■ **文档摘录**:
· · ·

编写一个 Java 程序,通过示例查找二次方程的根。二次方程的数学表示为 ax²+bx+c = 0。二次方程有两个根,它们完全取决于判别式。如果判别式 > 0,则该方程有两个不同的实根。
如果判别式 < 0,则存在两个不同的复根。
如果判别式 = 0,则存在两个相等且实有的根。
使用 If Else 查找二次方程根的 Java 程序
此 Java 程序允许用户输入 a、b 和 c 的三个值。接下来,此程序使用 If Else 语句返回二次方程的根。
import java.util.Scanner;
public class Example {
private static Scanner sc;
public static void main(String[] args)
{
double a, b, c;
double r1, r2, i, d;
sc = new Scanner(System.in);
System.out.print(" Please Enter the Values of a, b, c of Quadratic Equation : ");
a = sc.nextDouble();
b = sc.nextDouble();
c = sc.nextDouble();
d = (b * b) - (4 * a *c);
if(d > 0)
{
r1 = (-b + Math.sqrt(d) / (2 * a));
r2 = (-b - Math.sqrt(d) / (2 * a));
System.out.println("\n Two Distinct Real Roots Exists: r1 = " + r1 + " and r2 = " + r2);
}
else if(d == 0)
{
r1 = r2 = -b / (2 * a);
System.out.println("\n Two Equal and Real Roots Exists: r1 = " + r1 + " and r2 = " + r2);
}
else if(d < 0)
{
r1 = r2 = -b / (2 * a);
i = Math.sqrt(-d) / (2 * a);
System.out.println("\n Two Distinct Complex Roots Exists: r1 = " +
r1 + " + " + i + " and r2 = " + r2 +" - " +i);
}
}
}
用户在此 Java 程序中输入的值是 2、3 和 5,用于查找二次方程的根。这意味着 a = 2,b = 3,c = 5,方程为 2x²+3x+5 = 0。

· · ·

■ **坐标标注记录**:
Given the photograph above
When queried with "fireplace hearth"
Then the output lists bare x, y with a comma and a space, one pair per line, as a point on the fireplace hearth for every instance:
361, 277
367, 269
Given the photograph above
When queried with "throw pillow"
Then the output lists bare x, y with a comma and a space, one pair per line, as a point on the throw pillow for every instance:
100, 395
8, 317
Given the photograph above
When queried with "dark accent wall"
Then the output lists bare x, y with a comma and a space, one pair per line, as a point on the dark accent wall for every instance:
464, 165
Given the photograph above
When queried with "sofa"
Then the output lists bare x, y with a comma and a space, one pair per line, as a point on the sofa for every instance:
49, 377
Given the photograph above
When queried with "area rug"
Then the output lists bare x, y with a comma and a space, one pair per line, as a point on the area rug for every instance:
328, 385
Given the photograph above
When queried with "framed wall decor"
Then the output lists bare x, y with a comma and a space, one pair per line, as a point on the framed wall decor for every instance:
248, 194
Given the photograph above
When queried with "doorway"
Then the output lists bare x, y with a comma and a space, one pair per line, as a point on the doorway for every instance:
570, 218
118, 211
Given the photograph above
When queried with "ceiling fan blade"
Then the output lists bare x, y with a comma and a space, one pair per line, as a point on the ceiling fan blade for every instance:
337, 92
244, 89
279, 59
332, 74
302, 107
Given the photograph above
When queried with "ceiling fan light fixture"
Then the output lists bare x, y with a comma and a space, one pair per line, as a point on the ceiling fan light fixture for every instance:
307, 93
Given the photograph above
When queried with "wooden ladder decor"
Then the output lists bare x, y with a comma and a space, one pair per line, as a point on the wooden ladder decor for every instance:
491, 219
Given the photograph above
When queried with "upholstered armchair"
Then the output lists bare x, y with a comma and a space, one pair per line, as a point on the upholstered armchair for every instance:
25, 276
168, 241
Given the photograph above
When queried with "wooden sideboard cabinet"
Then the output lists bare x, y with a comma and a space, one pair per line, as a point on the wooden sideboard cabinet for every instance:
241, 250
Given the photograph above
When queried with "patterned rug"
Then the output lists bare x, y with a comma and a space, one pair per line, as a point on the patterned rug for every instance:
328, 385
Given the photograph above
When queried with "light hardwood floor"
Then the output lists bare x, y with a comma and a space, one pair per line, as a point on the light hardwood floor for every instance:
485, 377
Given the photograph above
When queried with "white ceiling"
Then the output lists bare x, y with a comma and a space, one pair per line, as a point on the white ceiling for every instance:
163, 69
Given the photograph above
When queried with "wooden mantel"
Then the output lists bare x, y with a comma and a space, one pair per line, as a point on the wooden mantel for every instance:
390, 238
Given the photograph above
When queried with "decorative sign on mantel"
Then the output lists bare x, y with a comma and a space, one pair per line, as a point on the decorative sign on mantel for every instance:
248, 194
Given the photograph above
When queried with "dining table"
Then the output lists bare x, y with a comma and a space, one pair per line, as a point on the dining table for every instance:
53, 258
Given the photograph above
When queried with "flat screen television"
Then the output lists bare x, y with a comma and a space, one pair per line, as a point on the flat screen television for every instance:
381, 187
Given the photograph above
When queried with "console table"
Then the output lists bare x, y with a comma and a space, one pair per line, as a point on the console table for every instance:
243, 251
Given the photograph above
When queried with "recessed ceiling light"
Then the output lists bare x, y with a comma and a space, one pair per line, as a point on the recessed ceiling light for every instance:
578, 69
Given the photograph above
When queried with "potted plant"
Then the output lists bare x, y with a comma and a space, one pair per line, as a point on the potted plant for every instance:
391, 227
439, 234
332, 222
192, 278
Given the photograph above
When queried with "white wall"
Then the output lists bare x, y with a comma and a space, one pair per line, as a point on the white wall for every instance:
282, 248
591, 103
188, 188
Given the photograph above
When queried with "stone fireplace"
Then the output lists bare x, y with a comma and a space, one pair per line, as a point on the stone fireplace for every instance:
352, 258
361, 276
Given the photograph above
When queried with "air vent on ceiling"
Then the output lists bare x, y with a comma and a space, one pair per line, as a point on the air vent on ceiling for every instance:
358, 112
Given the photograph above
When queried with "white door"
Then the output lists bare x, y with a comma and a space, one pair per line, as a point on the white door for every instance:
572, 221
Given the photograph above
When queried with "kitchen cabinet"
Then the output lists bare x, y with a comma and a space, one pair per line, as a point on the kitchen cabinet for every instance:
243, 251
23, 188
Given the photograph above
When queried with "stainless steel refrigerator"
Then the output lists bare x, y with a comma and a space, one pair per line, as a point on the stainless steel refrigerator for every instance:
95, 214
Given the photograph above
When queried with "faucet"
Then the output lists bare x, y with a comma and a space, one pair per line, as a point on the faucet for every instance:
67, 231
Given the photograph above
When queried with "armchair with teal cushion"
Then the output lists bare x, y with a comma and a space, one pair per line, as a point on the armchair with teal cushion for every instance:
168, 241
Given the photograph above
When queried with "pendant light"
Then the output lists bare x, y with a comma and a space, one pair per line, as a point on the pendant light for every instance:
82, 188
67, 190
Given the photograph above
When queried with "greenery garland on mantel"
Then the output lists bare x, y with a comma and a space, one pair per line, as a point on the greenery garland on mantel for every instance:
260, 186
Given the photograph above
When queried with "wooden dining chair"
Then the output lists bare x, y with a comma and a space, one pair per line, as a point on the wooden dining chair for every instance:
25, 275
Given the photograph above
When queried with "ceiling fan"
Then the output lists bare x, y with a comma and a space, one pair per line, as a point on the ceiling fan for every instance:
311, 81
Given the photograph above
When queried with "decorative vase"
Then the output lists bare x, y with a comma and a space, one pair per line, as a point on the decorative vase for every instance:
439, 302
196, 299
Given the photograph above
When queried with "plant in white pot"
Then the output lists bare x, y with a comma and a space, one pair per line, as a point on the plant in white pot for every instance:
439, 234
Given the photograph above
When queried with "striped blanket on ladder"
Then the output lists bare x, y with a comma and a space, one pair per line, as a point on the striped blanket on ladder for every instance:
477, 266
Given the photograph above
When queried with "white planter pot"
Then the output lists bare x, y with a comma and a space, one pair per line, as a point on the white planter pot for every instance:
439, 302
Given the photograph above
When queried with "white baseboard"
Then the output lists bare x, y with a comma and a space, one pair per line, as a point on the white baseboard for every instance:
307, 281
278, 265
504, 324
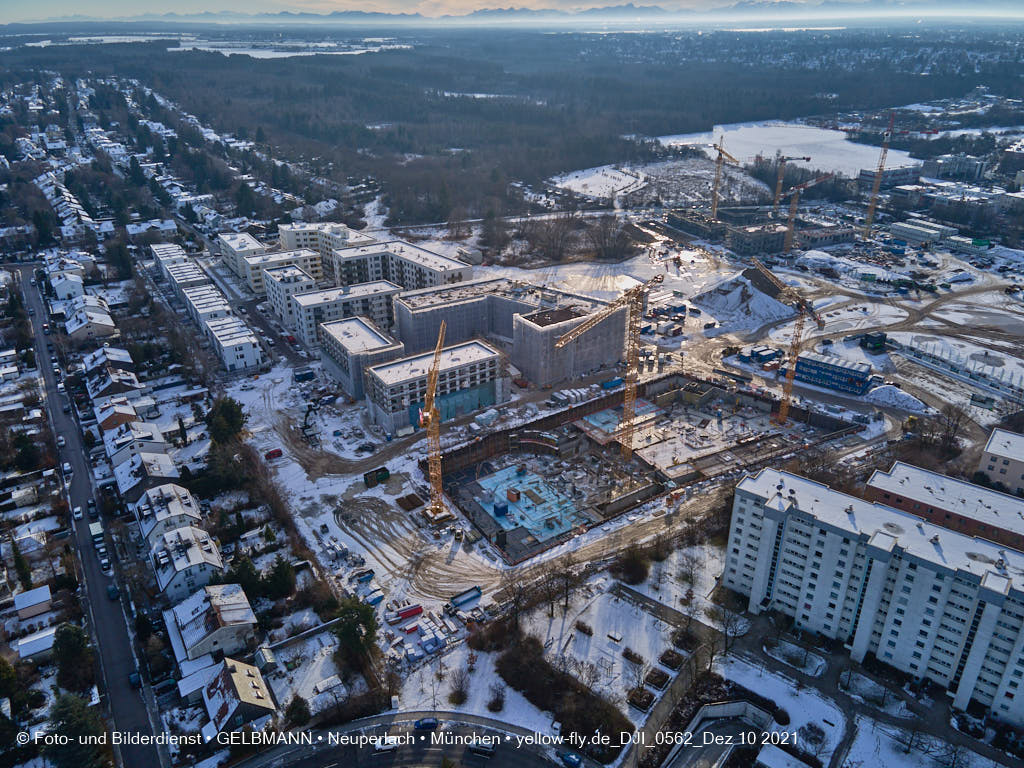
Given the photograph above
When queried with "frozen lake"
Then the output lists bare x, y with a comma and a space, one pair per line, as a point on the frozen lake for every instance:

· · ·

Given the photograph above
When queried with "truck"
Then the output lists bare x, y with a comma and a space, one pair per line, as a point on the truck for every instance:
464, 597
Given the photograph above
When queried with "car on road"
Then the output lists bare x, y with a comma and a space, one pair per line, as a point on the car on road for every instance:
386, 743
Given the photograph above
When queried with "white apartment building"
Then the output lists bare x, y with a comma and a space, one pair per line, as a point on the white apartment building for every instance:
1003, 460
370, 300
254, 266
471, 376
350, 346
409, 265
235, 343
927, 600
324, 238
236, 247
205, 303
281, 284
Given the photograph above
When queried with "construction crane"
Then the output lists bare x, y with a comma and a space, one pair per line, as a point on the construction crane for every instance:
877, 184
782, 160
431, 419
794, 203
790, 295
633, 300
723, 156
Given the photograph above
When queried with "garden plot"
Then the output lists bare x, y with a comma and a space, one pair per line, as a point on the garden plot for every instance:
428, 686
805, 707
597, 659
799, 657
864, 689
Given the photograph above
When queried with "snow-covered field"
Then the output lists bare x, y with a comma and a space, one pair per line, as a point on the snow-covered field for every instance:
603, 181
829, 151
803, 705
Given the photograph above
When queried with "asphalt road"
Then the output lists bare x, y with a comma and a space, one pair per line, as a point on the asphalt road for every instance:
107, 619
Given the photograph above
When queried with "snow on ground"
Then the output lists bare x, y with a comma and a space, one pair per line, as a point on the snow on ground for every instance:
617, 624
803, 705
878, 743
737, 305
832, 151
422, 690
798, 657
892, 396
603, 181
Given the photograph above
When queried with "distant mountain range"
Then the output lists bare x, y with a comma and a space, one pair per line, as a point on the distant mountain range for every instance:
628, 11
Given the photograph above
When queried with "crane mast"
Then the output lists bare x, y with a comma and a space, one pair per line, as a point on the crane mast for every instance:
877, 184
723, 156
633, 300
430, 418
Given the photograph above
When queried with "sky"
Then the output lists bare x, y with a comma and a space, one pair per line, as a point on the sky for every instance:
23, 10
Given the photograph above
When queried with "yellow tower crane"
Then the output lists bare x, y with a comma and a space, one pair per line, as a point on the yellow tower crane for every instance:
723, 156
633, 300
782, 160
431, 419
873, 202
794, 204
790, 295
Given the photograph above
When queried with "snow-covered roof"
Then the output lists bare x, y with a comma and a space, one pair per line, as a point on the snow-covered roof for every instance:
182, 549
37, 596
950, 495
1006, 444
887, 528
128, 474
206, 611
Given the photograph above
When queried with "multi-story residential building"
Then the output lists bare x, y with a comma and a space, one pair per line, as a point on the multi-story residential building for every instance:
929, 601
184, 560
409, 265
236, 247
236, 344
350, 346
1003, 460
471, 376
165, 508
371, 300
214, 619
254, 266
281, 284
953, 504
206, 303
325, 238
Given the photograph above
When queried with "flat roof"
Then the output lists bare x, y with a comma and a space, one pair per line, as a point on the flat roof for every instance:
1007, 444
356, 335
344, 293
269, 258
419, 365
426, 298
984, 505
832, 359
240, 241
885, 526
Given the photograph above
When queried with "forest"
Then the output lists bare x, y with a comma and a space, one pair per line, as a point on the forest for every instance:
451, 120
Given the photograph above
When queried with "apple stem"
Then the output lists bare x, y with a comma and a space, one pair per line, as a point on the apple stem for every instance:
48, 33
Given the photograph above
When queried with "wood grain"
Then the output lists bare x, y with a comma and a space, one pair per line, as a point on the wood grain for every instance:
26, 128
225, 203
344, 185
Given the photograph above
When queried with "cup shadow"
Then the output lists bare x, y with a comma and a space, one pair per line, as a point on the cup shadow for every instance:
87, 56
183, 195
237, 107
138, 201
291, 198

· · ·

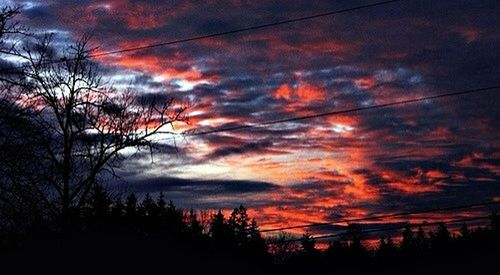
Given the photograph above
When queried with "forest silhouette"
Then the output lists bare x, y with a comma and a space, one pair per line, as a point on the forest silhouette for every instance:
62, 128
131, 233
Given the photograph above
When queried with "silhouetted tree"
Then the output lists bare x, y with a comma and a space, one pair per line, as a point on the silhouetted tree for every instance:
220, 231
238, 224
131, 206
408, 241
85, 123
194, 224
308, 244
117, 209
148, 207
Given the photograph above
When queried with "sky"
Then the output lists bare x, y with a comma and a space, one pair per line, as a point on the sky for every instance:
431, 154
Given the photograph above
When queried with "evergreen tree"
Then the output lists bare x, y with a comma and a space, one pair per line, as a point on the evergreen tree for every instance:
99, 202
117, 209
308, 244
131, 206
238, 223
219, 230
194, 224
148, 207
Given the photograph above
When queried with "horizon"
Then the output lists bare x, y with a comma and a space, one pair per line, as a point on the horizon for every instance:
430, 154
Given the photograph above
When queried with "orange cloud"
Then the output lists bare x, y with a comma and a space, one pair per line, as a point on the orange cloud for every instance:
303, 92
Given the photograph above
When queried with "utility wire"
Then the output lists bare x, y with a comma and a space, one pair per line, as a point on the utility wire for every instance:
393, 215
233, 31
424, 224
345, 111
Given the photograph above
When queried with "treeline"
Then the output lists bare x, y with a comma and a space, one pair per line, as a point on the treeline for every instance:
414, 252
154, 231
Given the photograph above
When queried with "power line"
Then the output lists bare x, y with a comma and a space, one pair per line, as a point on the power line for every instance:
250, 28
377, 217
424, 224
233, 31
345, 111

· · ·

■ **任务要求 1**:
请根据该文档摘录回答下列问题:
(a) 判别式小于 0 时,方程存在何种根?
(b) 程序使用何种语句返回二次方程的根?
(c) 用户输入的 a、b、c 三个值分别是多少?
■ **任务要求 2**: 请从记录中提取所有包含字符串 "tower" 的行,匹配时区分大小写。
以上记录与该文档摘录的内容毫无关联。

■ **任务解答 1**:
(a) 存在两个不同的复根。
(b) If Else 语句。
(c) a = 2,b = 3,c = 5。

■ **任务解答 2**:
When queried with "yellow tower crane"
Then the output lists bare x, y with a comma and a space, one pair per line, as a point on the yellow tower crane for every instance:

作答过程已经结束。